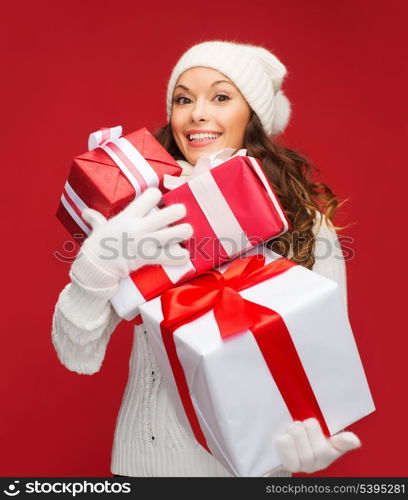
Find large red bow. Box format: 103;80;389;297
160;255;330;453
161;254;297;337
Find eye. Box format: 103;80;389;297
215;94;230;102
173;96;190;104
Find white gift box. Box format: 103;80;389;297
140;246;375;477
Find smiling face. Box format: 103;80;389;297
170;67;252;165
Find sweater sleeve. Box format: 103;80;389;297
52;250;122;375
312;212;348;312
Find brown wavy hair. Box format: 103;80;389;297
153;112;349;269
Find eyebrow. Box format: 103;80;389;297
174;80;232;91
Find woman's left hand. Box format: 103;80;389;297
276;418;361;474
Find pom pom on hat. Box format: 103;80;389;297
167;41;291;135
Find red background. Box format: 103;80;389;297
0;0;408;476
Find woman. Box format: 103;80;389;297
52;41;360;476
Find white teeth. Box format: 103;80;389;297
188;134;221;141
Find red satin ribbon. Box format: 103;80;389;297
160;255;330;453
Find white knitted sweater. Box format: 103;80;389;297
52;158;347;477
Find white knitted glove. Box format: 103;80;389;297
275;418;361;474
77;188;193;281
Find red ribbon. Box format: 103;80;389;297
160;254;330;453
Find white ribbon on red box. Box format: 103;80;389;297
111;148;288;321
61;125;159;234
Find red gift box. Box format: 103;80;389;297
111;156;290;320
56;127;182;243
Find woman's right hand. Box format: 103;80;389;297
77;188;193;281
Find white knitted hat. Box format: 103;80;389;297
167;40;291;135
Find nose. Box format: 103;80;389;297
191;99;209;122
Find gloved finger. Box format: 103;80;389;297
276;434;300;472
303;418;327;455
287;421;315;472
144;203;186;231
81;208;106;229
155;243;190;266
122;188;162;218
329;431;361;453
149;223;193;247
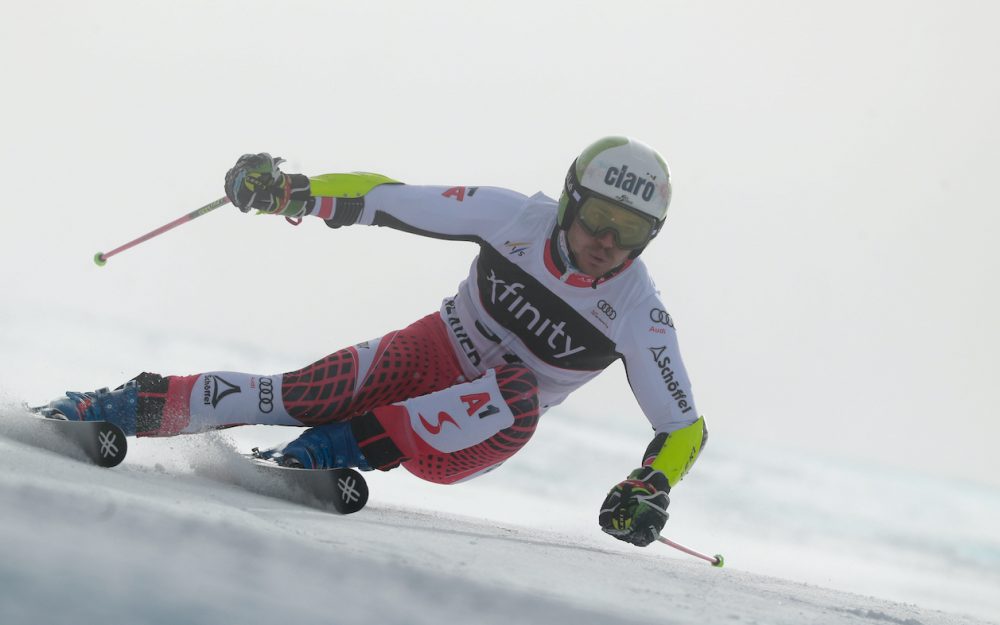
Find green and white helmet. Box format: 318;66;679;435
558;136;671;257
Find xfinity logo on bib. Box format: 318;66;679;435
476;245;621;371
604;165;656;202
486;270;587;358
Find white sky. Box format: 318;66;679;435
0;0;1000;484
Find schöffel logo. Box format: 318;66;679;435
649;345;693;412
597;299;618;319
203;375;240;408
649;308;674;328
604;165;656;202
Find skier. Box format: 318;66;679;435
43;137;707;546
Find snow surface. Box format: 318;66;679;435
0;404;983;625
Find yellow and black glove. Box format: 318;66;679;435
226;152;314;217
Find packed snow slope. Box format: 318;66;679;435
0;406;982;625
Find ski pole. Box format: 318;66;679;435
656;536;726;568
94;197;229;267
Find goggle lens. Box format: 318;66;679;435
577;197;656;250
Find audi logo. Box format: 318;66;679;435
597;300;618;319
649;308;674;328
257;378;274;414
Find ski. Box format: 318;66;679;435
17;414;128;468
243;449;368;514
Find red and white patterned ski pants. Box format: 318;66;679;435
137;313;539;483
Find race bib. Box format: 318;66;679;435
404;370;514;453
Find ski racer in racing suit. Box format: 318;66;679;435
41;137;707;546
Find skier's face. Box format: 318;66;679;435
566;219;631;278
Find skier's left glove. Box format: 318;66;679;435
598;467;670;547
226;153;312;217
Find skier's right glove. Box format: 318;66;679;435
226;152;312;217
598;467;670;547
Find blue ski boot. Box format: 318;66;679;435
34;380;139;436
257;421;372;471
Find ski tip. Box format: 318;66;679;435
335;469;368;514
94;421;128;469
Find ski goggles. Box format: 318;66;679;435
576;195;659;250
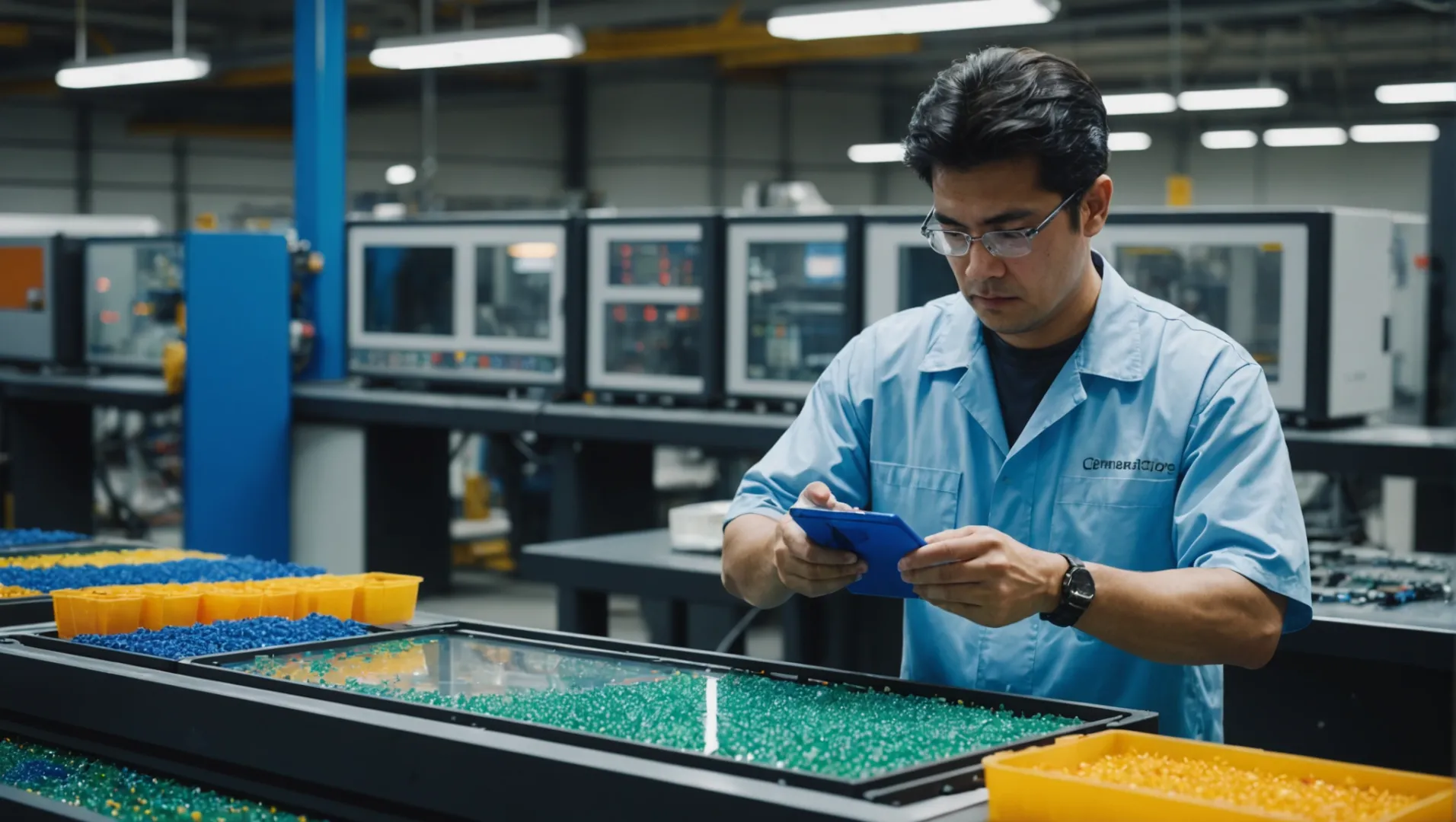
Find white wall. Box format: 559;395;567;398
0;75;1430;225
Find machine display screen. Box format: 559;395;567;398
603;303;703;377
747;243;850;383
607;240;701;288
899;243;958;311
364;246;455;336
215;632;1082;780
86;238;182;368
0;246;45;313
1113;243;1284;381
474;243;559;339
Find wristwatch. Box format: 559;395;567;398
1041;554;1097;629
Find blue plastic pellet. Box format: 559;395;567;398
0;557;323;594
0;528;91;550
72;614;369;659
0;760;70;785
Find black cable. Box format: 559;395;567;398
714;608;763;653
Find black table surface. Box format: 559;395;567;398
292;381;1456;471
0;370;182;410
521;530;1456;667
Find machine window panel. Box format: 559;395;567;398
1113;243;1284;381
899;243;958;311
86;241;182;362
474;243;560;339
603;303;703;377
747;243;849;383
364;246;455;336
607;240;701;288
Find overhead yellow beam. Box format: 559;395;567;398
576;3;920;68
718;35;920;72
126;121;292;140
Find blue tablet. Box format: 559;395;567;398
789;508;924;600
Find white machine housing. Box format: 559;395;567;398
586;208;722;400
0;214;161;365
1092;208;1394;425
1391;211;1431;422
861;206;956;326
348;211;571;387
723;209;864;406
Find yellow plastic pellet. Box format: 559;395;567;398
1052;752;1415;822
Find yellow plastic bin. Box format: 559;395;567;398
354;570;425;626
985;731;1451;822
83;589;145;636
294;578;358;620
257;584;297;620
196;586;263;626
51;589;81;639
161;585;203;629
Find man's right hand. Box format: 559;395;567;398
773;483;867;597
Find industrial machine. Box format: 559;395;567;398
586;208;722;404
1092;208;1392;425
85;234;187;371
1391;212;1431;423
348;212;580;391
723;211;864;410
0;236;81;367
0;214;160;368
864;206;956;326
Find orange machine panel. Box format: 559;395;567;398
0;246;45;311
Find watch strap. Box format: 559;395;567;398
1041;554;1090;629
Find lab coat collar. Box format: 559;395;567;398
920;252;1148;383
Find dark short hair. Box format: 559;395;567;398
904;48;1106;224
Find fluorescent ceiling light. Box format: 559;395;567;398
1264;125;1349;148
1199;129;1260;150
1375;83;1456;104
1349;123;1442;142
1106;131;1153;151
56;51;211;89
1102;91;1178;115
849;142;905;163
1178;86;1288;112
385;163;415;186
369;26;586;68
769;0;1062;40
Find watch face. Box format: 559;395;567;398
1067;567;1097;608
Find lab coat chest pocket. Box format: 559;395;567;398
1051;476;1178;570
869;461;961;537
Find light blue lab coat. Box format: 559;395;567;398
728;255;1311;741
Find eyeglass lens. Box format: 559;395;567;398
929;230;1031;257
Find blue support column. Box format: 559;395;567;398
182;233;292;562
292;0;348;380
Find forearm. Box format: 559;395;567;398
1076;563;1284;667
722;514;793;608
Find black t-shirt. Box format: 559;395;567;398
982;326;1086;448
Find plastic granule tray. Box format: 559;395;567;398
985;731;1453;822
0;738;322;822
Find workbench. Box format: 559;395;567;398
0;370;182;534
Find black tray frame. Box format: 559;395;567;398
177;621;1157;806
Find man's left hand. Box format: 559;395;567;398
900;525;1067;629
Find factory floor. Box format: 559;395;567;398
420;570;784;659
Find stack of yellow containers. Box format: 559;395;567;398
51;572;423;639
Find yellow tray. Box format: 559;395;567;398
983;731;1451;822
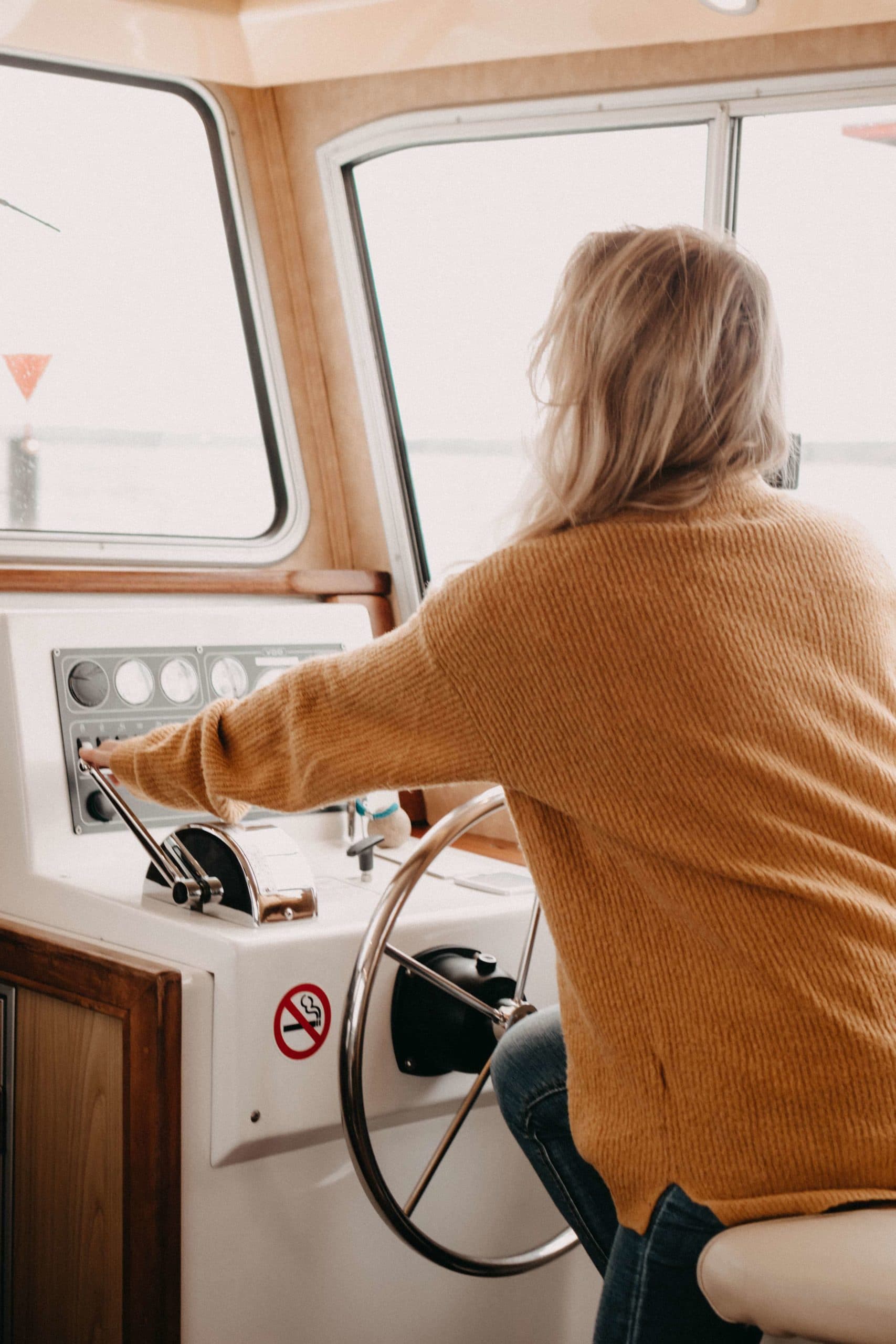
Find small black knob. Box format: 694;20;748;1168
345;836;383;872
69;658;109;710
87;789;118;821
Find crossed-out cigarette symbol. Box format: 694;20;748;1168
283;993;324;1031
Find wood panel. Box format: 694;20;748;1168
0;566;391;598
12;989;123;1344
0;922;181;1344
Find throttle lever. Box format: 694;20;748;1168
78;757;224;910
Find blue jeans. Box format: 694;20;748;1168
492;1008;762;1344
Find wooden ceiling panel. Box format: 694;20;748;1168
0;0;896;87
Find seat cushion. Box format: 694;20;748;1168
697;1207;896;1344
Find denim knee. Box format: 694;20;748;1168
492;1008;567;1133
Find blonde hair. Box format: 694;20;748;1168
517;226;788;538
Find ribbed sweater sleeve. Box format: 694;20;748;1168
111;603;493;821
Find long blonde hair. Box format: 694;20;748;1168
517;226;788;538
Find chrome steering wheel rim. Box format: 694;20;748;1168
339;789;577;1278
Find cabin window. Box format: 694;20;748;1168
353;122;708;586
733;103;896;566
0;58;303;562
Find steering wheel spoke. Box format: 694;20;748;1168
404;1059;492;1217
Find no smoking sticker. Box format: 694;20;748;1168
274;985;332;1059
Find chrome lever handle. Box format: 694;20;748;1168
78;757;205;906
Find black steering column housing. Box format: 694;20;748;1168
392;946;516;1078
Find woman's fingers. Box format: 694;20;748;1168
78;742;118;783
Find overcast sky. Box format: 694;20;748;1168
356;108;896;442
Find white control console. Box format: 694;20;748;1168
0;594;596;1344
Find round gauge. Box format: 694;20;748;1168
69;658;109;710
159;658;199;704
255;668;289;691
211;658;248;700
115;658;154;704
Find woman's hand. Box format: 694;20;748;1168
78;739;118;783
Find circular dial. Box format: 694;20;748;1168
211;658;248;700
255;668;289;691
115;658;154;704
69;658;109;710
159;658;199;704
- - - -
Work required
Rewrite the entries that begin at the line containing "Find skier's face. Box format: 318;66;679;435" and end with the line containing "257;421;372;471", substituting "mitten" for "glove" and leaving everything else unchanged.

Task answer
Find skier's face. Box format: 318;66;679;435
566;219;631;278
Find skier's left mitten. Box format: 318;66;679;435
598;467;670;547
226;153;312;217
Find skier's right mitten. Box format: 318;66;679;435
226;152;312;217
598;467;670;547
Find blue ski boot. Box format: 318;66;679;435
34;380;139;436
257;421;372;471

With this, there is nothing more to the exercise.